Dataset entries -
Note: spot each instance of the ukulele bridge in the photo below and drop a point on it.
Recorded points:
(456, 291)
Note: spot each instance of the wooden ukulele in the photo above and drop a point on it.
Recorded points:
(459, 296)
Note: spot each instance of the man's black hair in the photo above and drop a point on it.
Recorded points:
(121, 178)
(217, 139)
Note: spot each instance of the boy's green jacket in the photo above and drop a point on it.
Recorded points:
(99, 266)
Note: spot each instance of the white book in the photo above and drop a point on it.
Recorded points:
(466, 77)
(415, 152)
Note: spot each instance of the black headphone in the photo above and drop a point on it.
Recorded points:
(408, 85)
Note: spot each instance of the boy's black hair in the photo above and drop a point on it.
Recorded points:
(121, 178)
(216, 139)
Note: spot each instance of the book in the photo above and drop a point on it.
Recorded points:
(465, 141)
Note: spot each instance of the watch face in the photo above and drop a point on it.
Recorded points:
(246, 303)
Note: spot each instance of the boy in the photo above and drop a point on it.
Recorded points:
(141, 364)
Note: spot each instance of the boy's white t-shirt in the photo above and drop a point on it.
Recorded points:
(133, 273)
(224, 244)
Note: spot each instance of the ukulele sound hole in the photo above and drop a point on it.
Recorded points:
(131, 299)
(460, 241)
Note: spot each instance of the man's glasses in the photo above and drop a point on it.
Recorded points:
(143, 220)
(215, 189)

Work to complete -
Tally the lines of the records above that contain the word "ukulele". Give only the total.

Answer to this task -
3